Problems:
**A.** Please state whether each statement below agrees with the passage on the Treasury's 2022 illicit finance strategy, answering yes or no and quoting the deciding words: (i) The 2022 Strategy imposes additional regulatory requirements on financial institutions. (ii) The 2022 Strategy builds on the Treasury Department's 2020 Strategy. (iii) The Treasury Department published the 2022 Strategy on May 13, 2022.
**B.** Write the next part of the passage on the Treasury's 2022 illicit finance strategy, picking up after its final sentence.

Text passage:
◇ ◇ ◇ ◇

On May 13, 2022, the United States Department of the Treasury (the Treasury Department) published the 2022 National Strategy for Combating Terrorist and Other Illicit Financing (the 2022 Strategy), which provides measures to increase transparency in the U.S. financial system and strengthen the U.S. anti-money laundering/countering the financing of terrorism (AML/CFT) framework. Built upon the Treasury Department’s 2020 Strategy, the 2022 Strategy addresses the risks identified in the 2022 National Money LaunderingTerrorist Financing, and Proliferation Financing risk assessments and considers the unique challenges resulting from changes to the illicit finance risk environment and major deficiencies in the U.S. AML/CFT regime.[ Illicit finance risks include threats related to fraud, drug trafficking, cybercrime, professional money laundering, corruption, human trafficking and terrorist financing. In addition, according to the 2022 Strategy, the most significant vulnerabilities to the U.S. financial system include compliance deficiencies at regulated institutions, the misuse of legal entities, non-financed real estate transactions, and virtual assets and cash transactions. [1]

While the 2022 Strategy does not impose additional regulatory requirements, financial institutions should ensure that their AML/CFT compliance programs take into account the threats and vulnerabilities identified within the 2022 Strategy and the National Risk Assessments and, to the extent necessary, implement internal controls to address such risks.

◇ ◇ ◇ ◇

Stored data:
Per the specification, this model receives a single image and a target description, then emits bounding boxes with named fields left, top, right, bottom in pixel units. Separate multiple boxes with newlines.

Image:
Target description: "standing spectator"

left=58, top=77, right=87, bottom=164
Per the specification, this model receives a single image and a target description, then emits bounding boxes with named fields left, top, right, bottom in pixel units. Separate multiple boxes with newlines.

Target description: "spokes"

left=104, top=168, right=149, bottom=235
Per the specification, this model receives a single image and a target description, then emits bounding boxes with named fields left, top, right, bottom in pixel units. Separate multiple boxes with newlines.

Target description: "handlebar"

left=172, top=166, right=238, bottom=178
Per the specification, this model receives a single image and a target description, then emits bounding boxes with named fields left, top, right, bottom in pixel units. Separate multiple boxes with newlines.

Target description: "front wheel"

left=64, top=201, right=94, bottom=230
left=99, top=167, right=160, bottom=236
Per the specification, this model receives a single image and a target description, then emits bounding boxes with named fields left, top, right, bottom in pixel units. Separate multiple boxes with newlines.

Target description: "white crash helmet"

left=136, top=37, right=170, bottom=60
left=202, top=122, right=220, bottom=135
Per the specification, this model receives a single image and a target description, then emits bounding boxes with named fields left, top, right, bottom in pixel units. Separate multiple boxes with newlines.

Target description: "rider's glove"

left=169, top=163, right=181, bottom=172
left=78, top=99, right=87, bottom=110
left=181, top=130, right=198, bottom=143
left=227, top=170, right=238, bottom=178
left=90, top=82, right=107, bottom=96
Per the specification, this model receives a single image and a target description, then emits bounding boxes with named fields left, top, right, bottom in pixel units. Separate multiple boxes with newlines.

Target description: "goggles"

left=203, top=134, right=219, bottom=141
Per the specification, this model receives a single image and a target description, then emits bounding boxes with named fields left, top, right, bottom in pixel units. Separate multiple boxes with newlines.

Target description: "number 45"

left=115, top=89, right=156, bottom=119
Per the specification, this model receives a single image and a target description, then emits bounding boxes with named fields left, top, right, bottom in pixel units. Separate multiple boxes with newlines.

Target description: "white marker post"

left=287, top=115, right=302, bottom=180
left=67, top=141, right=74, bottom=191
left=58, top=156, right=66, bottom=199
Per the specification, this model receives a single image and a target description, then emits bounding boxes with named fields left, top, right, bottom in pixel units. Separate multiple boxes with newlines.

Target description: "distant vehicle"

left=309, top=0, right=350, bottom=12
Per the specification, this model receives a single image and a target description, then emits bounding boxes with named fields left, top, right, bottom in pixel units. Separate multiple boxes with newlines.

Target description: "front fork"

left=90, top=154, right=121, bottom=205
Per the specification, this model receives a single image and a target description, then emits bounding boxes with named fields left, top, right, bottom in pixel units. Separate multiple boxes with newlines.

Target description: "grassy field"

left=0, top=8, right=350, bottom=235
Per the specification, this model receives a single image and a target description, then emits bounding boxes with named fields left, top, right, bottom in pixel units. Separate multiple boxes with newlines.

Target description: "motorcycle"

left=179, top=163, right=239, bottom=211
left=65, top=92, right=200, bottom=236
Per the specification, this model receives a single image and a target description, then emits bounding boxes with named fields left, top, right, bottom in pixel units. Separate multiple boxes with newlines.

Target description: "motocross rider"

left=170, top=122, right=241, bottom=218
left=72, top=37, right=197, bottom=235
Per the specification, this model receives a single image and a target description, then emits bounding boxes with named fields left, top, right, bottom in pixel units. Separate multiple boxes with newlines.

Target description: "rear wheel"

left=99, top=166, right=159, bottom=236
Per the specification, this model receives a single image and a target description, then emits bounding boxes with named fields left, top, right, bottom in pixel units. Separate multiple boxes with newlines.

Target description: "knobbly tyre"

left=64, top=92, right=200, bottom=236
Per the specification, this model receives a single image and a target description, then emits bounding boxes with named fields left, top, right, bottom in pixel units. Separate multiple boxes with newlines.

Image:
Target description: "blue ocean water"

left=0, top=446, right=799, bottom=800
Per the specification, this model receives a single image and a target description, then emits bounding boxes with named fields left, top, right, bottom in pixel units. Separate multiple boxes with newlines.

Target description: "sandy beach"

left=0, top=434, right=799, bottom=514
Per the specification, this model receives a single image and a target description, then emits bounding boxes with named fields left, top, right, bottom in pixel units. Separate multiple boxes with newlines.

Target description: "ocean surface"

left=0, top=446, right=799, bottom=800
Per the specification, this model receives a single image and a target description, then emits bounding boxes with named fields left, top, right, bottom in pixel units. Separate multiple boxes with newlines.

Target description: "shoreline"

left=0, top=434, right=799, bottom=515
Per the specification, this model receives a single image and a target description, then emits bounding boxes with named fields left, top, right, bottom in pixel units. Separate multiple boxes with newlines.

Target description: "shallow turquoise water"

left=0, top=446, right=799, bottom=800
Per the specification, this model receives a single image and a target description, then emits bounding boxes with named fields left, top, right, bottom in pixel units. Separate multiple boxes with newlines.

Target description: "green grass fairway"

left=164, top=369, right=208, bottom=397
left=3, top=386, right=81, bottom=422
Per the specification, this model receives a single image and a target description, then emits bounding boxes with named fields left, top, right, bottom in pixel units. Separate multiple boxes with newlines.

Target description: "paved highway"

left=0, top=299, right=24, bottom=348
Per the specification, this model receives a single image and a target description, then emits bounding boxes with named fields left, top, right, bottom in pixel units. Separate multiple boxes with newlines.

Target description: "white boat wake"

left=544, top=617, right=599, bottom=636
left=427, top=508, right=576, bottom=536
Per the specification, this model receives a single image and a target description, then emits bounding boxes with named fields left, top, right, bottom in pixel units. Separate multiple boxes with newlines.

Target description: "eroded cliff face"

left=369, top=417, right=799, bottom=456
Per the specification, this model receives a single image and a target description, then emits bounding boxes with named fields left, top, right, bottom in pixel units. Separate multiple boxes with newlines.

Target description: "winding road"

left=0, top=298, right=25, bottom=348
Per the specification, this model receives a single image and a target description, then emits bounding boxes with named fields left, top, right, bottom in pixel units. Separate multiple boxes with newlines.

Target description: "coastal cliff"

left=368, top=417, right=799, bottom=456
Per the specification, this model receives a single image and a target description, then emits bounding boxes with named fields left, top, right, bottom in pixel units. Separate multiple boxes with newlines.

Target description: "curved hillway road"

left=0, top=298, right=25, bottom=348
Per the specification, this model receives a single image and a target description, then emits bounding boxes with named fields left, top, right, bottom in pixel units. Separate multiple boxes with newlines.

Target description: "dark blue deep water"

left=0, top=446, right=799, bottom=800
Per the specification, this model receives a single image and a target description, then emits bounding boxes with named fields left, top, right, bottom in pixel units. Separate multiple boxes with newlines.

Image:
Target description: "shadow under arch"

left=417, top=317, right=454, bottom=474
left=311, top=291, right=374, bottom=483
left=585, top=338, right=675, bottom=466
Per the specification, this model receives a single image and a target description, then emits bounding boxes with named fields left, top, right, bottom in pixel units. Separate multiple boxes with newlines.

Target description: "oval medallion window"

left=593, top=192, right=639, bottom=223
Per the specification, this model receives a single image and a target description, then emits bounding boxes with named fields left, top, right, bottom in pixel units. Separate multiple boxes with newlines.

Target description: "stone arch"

◇ ◇ ◇ ◇

Written responses:
**A.**
(i) No: "While the 2022 Strategy does not impose additional regulatory requirements"
(ii) Yes: "Built upon the Treasury Department’s 2020 Strategy"
(iii) Yes: "On May 13, 2022, the United States Department of the Treasury (the Treasury Department) published the 2022 National Strategy for Combating Terrorist and Other Illicit Financing"

**B.**
Priorities to combat illicit finance threats

According to the Treasury Department, “[t]he overall goal of the 2022 Strategy is to encourage continued efforts to modernize the U.S. AML/CFT regime so that the public and private sectors can effectively focus resources against the most significant illicit finance risks.” To accomplish this goal, the 2022 Strategy is organized around four priorities: (1) increase transparency and close the legal and regulatory gaps in the U.S. AML/CFT framework (Priority 1); (2) make the U.S. AML/CFT regulatory framework for financial institutions more efficient and effective (Priority 2); (3) enhance the operational effectiveness of law enforcement and other U.S. government agencies in combating illicit finance (Priority 3); and (4) enable the benefits of technological innovation while mitigating risks (Priority 4).

The 2022 Strategy provides 14 supporting actions that will help advance the Strategy’s four priorities. Moreover, the Treasury Department and other relevant U.S. government stakeholders intend to implement the supporting actions by the release of the 2024 Strategy.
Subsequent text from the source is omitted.